Brano del documento »
-*-*-

Nel 2020, secondo l’indagine condotta dal Centro studi Confindustria, il credito bancario alle imprese italiane ha registrato un balzo (+7,4% annuo a ottobre), spinto dai prestiti emergenziali con garanzie pubbliche, arrivati oggi a circa 146 miliardi di euro e, conseguentemente, del debito. Questo strumento è servito per arginare la crisi di liquidità subita dalle imprese, causata dal crollo dei fatturati dovuto al confinamento e alle altre misure restrittive imposte dalla pandemia.
Tuttavia, in molti settori sia dell’industria che dei servizi ciò ha accresciuto troppo il peso del debito, misurato in anni di liquidità generata dalle imprese. Nei servizi, in media, da 1,9 a 11,2 anni. Cash flow che si è bruscamente assottigliato nel 2020 e in alcuni casi è divenuto negativo (da 81 a -4 miliardi di euro nel totale del manifatturiero). Il semplice servizio del debito, nella situazione attuale, prosciuga le risorse interne disponibili.
Senza interventi di politiche mirate a rafforzare la situazione finanziaria delle imprese (in primis, un allungamento della durata del debito) e senza un solido recupero di fatturato e cash flow dal 2021, in quasi tutti i settori di industria e servizi l’eccesso di indebitamento mette a rischio il flusso di nuovi investimenti produttivi in Italia.
Entrando nel dettaglio dell’indagine del Centro studi Confindustria, nel 2020 il manifatturiero italiano ha subito un profondo calo di fatturato (stimato a -144 miliardi di euro, pari al -14,5%), a causa della pandemia e del conseguente confinamento. Tale calo delle vendite si riflette in una flessione, meno marcata, degli acquisti di beni e servizi e del costo del personale. Si stima perciò che il cash flow, definito come ricavi meno costi operativi correnti, nella manifattura sia caduto da 81 miliardi nel 2019 a -4 nel 2020.
Le stime del cash flow per settori (secondo la classificazione ATECO a 2 digit) dell’industria mostrano una situazione piuttosto diversificata nel 2020. Da un lato, alcuni settori non hanno sofferto un calo del flusso di risorse interne (alimentare, farmaceutico). All’altro estremo, molti settori si ritrovano ad avere un cash flow negativo, motivo della diffusa crisi di liquidità di quest’anno. Per alcuni di questi, che già nel 2019 avevano un flusso di risorse insufficiente, i valori negativi nel 2020 sono molto marcati (mezzi di trasporto, macchinari, metallurgia).

-*-*-

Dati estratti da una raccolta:
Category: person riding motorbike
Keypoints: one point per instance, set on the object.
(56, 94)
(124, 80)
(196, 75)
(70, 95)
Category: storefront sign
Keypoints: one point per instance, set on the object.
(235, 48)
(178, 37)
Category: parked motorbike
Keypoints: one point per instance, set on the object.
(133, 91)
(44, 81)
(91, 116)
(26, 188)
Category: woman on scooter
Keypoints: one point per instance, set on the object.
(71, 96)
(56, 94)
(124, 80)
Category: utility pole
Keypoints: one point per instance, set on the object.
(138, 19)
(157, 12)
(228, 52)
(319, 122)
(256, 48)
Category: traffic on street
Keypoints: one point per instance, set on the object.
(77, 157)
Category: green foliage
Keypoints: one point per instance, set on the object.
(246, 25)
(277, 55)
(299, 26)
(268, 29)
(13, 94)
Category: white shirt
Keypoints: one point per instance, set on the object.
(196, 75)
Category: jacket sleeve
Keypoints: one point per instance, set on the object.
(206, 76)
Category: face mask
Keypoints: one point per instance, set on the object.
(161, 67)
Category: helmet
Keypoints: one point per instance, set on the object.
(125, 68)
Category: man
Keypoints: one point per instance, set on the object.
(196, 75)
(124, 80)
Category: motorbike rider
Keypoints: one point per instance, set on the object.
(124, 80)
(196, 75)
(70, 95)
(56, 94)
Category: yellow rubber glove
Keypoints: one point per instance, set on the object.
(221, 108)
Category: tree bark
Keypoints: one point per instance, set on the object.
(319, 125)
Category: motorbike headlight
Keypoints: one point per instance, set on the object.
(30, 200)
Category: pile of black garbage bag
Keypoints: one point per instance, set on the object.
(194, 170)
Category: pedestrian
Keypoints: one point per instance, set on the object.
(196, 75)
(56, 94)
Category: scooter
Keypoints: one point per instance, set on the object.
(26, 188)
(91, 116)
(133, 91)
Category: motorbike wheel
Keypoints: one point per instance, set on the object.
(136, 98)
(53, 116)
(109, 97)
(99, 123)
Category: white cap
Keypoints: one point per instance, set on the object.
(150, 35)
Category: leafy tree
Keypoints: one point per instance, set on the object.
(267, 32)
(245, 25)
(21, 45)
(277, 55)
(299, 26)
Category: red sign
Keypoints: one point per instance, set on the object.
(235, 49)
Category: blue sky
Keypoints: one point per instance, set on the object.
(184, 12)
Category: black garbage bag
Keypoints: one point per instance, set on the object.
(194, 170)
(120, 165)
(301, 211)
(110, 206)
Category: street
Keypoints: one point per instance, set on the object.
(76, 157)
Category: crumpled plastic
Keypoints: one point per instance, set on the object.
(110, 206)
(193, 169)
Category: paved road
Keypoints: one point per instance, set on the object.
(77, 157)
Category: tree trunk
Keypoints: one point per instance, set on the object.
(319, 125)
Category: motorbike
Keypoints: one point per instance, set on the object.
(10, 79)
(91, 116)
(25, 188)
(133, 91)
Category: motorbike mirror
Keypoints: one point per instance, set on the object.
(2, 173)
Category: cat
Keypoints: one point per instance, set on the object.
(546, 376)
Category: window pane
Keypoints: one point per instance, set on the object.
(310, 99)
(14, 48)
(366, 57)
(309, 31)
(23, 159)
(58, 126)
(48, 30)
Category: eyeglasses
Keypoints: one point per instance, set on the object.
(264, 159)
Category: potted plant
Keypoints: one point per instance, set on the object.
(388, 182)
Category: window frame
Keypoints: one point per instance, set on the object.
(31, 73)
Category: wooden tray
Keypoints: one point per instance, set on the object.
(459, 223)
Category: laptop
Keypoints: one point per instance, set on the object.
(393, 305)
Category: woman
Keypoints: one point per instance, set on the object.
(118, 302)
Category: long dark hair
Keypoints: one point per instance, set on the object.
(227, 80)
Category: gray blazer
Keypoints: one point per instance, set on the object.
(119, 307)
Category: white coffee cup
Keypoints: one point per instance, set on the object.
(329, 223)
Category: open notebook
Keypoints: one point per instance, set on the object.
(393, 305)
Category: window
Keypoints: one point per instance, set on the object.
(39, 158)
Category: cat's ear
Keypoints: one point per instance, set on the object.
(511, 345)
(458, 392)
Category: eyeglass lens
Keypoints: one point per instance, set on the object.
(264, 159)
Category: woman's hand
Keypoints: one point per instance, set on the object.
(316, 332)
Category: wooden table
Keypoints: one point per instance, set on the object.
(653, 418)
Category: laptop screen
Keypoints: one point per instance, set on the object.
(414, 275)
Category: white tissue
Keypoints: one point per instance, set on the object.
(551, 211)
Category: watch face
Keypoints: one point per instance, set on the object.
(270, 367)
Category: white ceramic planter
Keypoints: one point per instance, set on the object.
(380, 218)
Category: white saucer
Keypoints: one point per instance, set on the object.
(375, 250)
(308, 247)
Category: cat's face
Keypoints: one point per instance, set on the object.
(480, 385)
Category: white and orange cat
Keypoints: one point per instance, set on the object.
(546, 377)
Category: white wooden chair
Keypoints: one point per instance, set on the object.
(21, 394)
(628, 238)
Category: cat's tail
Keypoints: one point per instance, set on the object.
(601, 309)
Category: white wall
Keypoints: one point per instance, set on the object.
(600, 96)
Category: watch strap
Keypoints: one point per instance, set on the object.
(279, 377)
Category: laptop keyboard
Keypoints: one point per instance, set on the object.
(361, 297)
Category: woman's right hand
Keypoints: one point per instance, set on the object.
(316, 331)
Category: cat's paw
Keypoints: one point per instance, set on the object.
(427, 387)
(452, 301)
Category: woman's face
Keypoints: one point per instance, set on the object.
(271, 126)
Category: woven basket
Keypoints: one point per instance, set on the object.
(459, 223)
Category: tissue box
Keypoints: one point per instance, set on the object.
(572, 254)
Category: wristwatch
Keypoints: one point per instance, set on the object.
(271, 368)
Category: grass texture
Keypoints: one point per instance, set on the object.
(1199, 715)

-*-*-

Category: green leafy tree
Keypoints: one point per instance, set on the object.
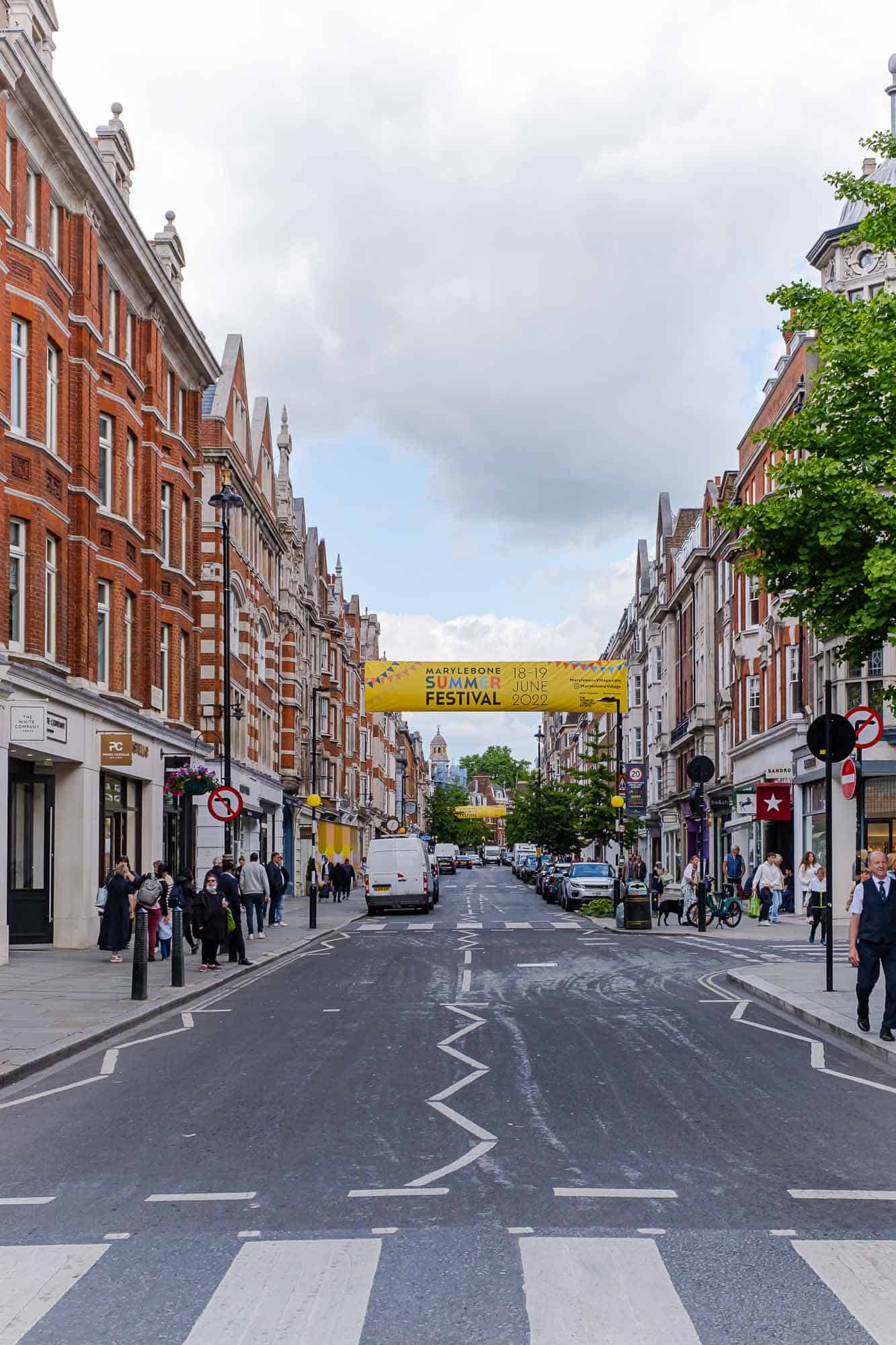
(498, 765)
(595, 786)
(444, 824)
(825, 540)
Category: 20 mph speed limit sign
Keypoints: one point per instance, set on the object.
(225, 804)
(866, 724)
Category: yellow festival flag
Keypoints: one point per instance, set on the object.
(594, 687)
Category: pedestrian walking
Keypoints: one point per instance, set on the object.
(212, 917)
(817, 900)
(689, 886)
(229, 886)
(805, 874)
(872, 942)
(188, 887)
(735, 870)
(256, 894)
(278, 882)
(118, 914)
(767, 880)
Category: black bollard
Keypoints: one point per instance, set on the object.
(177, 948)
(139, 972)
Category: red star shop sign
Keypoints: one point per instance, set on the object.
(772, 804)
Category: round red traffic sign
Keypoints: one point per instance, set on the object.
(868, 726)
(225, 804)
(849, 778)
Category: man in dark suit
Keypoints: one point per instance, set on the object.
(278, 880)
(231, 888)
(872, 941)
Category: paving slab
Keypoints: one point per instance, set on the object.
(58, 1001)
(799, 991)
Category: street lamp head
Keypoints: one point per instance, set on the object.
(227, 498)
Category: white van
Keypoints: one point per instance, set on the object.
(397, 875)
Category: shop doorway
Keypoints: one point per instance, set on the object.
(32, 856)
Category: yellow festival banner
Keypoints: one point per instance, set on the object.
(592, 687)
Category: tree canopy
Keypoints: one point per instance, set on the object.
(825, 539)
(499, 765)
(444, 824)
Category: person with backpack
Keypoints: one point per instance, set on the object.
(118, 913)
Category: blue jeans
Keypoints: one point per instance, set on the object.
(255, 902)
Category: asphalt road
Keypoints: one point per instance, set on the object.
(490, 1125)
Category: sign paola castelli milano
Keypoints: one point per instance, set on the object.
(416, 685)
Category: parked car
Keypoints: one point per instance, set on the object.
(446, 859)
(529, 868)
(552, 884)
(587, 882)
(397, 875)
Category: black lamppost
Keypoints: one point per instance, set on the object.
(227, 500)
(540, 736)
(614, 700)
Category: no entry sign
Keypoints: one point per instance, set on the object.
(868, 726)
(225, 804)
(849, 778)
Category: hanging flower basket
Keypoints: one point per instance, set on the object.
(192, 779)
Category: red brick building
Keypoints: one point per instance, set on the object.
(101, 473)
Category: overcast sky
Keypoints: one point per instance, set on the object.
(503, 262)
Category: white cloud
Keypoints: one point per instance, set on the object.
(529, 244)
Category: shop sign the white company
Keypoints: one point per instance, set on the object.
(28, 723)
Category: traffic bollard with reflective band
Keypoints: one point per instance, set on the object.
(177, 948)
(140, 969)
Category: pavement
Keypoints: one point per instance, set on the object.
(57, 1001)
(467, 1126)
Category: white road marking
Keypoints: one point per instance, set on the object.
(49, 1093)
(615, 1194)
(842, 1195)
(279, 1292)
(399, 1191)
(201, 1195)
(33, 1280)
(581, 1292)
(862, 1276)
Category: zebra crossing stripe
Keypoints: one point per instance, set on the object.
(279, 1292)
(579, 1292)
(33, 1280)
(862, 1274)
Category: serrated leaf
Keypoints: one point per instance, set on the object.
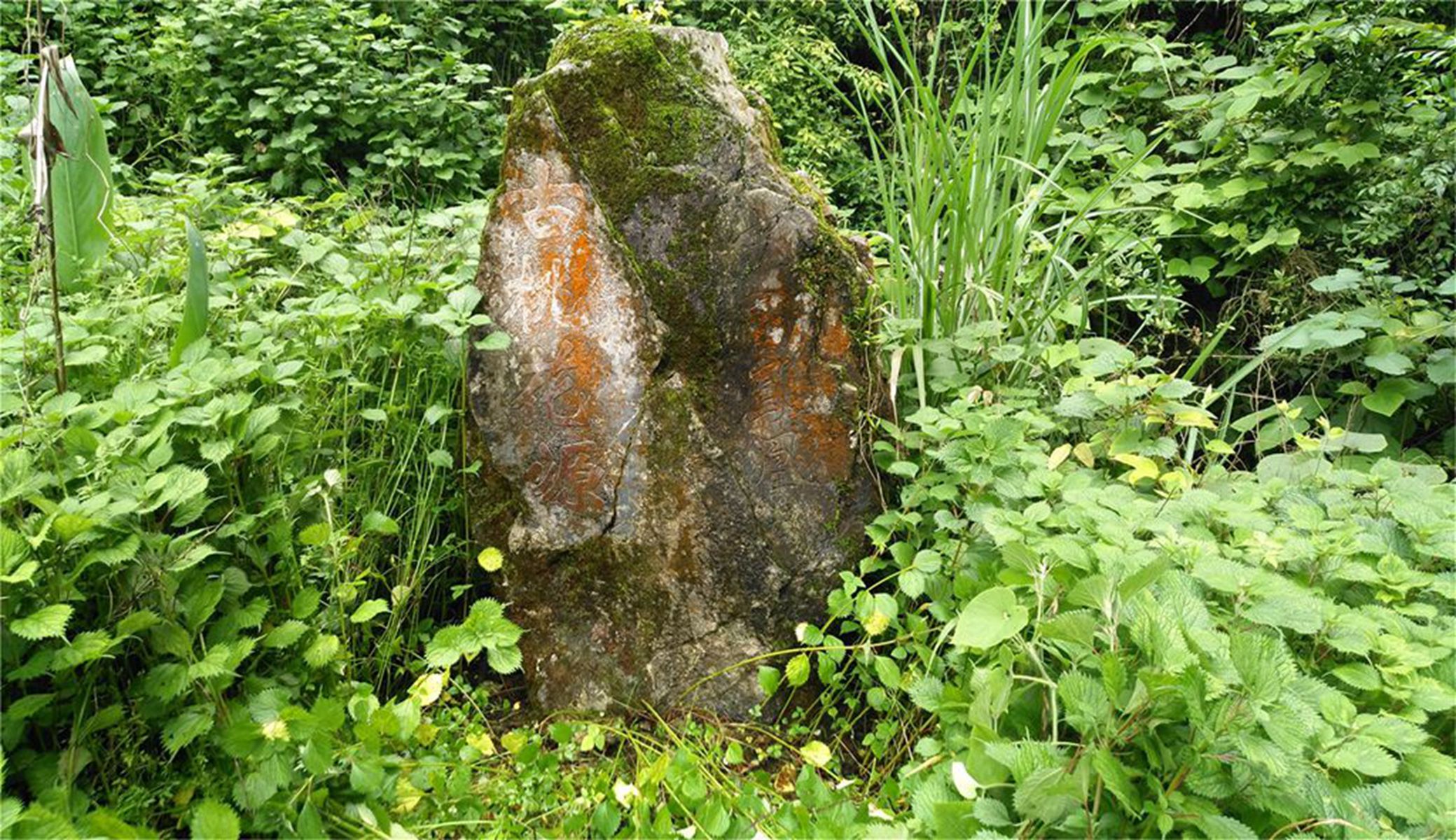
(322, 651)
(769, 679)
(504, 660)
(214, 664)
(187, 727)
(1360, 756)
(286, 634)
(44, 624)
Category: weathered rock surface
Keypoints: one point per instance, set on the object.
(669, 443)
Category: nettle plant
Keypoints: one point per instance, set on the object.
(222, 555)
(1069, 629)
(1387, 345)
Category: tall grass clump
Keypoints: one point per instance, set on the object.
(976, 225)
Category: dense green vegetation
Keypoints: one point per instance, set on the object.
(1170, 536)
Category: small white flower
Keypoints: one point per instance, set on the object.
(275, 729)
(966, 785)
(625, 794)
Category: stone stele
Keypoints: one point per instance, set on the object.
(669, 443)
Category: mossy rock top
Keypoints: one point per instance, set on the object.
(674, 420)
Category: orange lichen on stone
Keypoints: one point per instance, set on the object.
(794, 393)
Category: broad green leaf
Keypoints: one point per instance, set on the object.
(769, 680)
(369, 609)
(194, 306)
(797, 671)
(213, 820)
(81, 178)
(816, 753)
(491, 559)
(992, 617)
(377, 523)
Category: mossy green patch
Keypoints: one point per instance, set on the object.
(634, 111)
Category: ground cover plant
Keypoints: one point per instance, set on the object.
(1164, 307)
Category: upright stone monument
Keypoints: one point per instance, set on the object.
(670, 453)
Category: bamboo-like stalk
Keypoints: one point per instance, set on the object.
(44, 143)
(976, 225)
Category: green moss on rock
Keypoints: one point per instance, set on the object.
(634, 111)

-*-*-

Descrizione del compito »
Ricopia dal brano riportato sopra la parte che comincia con "Le stime del" e prosegue fino a "trasporto, macchinari, metallurgia).".

Risultato del compito »
Le stime del cash flow per settori (secondo la classificazione ATECO a 2 digit) dell’industria mostrano una situazione piuttosto diversificata nel 2020. Da un lato, alcuni settori non hanno sofferto un calo del flusso di risorse interne (alimentare, farmaceutico). All’altro estremo, molti settori si ritrovano ad avere un cash flow negativo, motivo della diffusa crisi di liquidità di quest’anno. Per alcuni di questi, che già nel 2019 avevano un flusso di risorse insufficiente, i valori negativi nel 2020 sono molto marcati (mezzi di trasporto, macchinari, metallurgia).